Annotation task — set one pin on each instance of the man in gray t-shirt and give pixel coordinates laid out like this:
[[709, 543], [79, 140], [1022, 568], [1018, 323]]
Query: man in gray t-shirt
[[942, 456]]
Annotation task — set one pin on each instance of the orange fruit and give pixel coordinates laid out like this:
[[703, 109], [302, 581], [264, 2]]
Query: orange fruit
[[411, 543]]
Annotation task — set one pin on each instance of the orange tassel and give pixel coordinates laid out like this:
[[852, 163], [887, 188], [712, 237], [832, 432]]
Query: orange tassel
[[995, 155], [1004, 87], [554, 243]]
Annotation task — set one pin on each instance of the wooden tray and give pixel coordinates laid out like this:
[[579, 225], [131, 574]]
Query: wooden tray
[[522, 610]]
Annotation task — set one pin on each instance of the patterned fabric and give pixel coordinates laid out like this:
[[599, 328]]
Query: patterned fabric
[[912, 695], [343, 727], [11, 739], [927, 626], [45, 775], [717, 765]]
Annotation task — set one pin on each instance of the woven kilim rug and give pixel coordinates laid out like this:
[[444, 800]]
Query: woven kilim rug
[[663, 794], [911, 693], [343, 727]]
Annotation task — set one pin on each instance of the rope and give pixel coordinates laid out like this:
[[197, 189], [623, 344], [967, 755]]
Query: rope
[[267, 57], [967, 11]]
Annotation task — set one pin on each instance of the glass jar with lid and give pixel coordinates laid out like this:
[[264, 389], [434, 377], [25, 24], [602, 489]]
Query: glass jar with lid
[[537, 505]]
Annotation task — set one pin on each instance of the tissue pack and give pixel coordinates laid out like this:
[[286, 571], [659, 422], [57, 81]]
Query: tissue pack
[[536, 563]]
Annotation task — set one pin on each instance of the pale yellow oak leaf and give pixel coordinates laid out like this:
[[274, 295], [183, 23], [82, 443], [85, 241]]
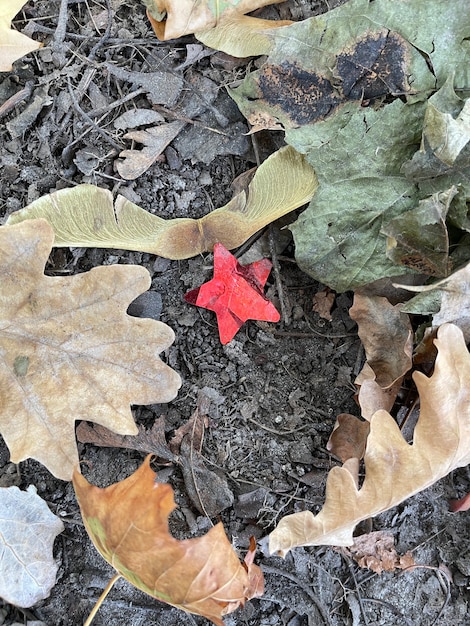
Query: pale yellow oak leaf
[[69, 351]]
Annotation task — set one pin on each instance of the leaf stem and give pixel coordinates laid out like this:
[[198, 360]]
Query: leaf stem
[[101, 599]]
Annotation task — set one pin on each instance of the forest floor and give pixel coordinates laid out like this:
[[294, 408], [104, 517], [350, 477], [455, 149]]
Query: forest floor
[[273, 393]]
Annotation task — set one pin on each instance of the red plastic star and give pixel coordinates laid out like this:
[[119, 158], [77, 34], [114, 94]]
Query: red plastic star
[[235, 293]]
^^^^^^^^^^^^^^^^
◆ What you should do ◆
Can you copy all of the data above word for word, leaving out the pictures?

◆ Response to the task ◆
Annotation task — set one pin on each instance of the man in gray t-shirt and give pixel coordinates laid out like this:
[[709, 543], [79, 140], [1022, 568], [1018, 323]]
Query: man in gray t-shirt
[[942, 456]]
Annotation task — set one pin on each instance of the orange fruit and give pixel coordinates laid out like this:
[[703, 109], [302, 581], [264, 2]]
Query: orange fruit
[[411, 543]]
Annotation task — set one pin on each instance of the orange tassel and give pixel coordinates laid out like this:
[[852, 163], [887, 188], [712, 237], [832, 432]]
Query: orange tassel
[[995, 155], [1004, 87], [554, 243]]
Annotation task — set one pin on each instance of the wooden tray and give pixel coordinates laid out like this:
[[579, 225], [131, 574]]
Query: wooden tray
[[522, 610]]
Annotation task — set one pin on each instance of the patterned fabric and give pixel coordinates laid out like this:
[[599, 328]]
Query: patterned fabric
[[912, 695], [343, 727], [11, 739], [927, 626], [45, 775], [717, 765]]
Annotation task — set one pin on each instance of the woven kilim rug and give pixel coordinates laid out like this:
[[444, 800]]
Query: woven kilim rug
[[663, 794], [911, 693], [343, 727]]
Annotation task — set one pin on each instance of the rope and give pixel coordinates laid out like this:
[[197, 189], [623, 344], [967, 755]]
Query: rope
[[267, 57], [967, 11]]
Annotation task — set one pin on each instance of the glass jar with lid and give pixel coordinates laid out like this:
[[264, 389], [434, 377], [25, 24], [602, 489]]
Query: glass jar with lid
[[537, 505]]
Annotation task — set one pin on each instance of the tissue pack and give pixel coordinates laid out like this:
[[286, 571], [659, 422], [57, 81]]
Query: tissue pack
[[536, 563]]
Annotation task — set one pin on each instance of the pale yellow oak leaf and give pixel coordinates laid out like this:
[[274, 295], [183, 23], [82, 443], [85, 241]]
Query: pale yellow oak leaf
[[69, 351]]
Annotation task — set one pin on each instance of the leaf stem and give pixel coordinates laid out like this:
[[198, 360]]
Query: leaf stem
[[101, 599]]
Annotation task — set one pin on each instance of the forest floor and give pixel coordinates laid out like this:
[[294, 408], [104, 517], [350, 477], [455, 149]]
Query: forest floor
[[273, 393]]
Annotation task — set one pin on each instance of the red plastic star and give pixel coordinates laid out like this:
[[119, 158], [77, 34], [114, 94]]
Query: red plastic star
[[235, 293]]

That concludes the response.